EXERCISE AIM. Can you reproduce the rows below, from the line containing "Q: Locate the whole" through the last row, inclusive, with the requests included and every coordinate in the answers adjusted by -123?

[Position annotation rows]

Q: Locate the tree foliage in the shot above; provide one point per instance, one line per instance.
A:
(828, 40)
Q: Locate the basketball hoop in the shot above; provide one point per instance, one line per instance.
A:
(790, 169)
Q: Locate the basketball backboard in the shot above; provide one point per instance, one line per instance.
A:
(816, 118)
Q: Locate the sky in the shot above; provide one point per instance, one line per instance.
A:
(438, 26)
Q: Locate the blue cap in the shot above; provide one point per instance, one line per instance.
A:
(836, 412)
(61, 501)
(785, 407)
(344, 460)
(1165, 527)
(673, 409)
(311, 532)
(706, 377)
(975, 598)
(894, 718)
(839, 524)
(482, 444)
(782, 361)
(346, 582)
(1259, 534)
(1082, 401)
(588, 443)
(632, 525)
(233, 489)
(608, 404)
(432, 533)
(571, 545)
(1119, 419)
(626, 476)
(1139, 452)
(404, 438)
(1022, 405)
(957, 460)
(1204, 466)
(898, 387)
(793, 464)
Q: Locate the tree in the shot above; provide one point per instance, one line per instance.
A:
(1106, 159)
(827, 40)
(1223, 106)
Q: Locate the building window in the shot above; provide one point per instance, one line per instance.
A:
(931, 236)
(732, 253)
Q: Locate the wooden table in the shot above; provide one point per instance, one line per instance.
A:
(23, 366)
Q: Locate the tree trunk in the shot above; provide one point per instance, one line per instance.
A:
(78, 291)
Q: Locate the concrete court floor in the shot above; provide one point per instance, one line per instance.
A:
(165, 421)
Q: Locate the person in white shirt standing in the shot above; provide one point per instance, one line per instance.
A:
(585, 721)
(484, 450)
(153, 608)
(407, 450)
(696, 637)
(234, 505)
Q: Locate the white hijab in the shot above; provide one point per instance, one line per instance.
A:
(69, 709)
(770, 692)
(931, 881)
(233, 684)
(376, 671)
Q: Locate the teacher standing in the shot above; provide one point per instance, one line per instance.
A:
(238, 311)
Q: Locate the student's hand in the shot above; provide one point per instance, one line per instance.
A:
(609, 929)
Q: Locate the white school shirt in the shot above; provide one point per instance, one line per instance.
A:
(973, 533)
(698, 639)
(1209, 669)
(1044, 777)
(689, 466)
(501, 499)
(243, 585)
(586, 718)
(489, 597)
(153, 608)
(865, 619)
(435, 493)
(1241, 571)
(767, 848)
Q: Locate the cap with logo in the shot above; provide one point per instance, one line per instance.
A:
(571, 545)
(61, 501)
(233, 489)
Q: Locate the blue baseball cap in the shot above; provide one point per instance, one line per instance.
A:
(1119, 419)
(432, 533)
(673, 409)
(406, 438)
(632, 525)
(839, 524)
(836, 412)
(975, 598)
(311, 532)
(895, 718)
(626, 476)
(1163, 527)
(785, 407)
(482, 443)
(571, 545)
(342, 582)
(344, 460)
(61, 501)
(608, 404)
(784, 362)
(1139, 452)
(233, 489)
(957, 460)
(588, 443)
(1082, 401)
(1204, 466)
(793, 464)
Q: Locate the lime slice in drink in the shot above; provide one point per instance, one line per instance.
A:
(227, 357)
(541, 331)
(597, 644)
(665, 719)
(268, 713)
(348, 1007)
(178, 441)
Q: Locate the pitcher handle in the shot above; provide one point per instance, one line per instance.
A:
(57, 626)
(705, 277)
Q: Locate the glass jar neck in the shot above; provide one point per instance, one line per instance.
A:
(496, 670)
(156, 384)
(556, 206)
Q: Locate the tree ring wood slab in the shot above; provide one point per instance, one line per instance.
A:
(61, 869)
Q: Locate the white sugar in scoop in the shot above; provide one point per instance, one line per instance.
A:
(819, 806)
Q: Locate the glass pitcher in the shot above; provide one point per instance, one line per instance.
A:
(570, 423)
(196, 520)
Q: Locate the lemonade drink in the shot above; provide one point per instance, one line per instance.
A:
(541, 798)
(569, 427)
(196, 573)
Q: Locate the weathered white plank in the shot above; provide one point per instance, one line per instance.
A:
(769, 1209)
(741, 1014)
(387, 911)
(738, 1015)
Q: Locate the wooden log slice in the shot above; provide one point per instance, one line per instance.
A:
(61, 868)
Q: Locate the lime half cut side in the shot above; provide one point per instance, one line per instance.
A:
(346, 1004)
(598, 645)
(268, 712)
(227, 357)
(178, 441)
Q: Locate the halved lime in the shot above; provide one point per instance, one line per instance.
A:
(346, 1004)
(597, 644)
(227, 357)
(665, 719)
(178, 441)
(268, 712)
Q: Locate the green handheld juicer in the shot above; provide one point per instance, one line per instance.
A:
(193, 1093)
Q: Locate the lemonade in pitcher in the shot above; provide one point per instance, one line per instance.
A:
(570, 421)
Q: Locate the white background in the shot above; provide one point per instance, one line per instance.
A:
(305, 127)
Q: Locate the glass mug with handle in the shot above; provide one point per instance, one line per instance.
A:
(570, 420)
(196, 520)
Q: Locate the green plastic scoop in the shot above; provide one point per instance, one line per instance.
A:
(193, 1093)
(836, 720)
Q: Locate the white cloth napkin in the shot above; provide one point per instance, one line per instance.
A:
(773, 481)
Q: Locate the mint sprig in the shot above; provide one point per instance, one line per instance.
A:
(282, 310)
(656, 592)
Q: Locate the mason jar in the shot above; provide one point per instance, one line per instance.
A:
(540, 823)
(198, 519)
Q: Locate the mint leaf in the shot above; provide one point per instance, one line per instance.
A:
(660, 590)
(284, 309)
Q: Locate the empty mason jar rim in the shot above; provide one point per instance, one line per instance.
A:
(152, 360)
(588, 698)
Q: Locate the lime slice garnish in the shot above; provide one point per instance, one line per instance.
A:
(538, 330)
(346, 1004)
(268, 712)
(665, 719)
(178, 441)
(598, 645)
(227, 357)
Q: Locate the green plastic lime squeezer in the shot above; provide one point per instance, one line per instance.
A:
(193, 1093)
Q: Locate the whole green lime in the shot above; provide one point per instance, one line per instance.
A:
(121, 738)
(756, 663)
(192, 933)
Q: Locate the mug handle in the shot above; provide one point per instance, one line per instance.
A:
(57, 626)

FINAL RESULT.
Q: Locate the whole green lime in the shot above; provide one point per instance, one line per instance.
A:
(-2, 615)
(633, 540)
(69, 810)
Q: Locate the mug handle in the shot above; provide one point per instance, one line per instance.
A:
(-66, 503)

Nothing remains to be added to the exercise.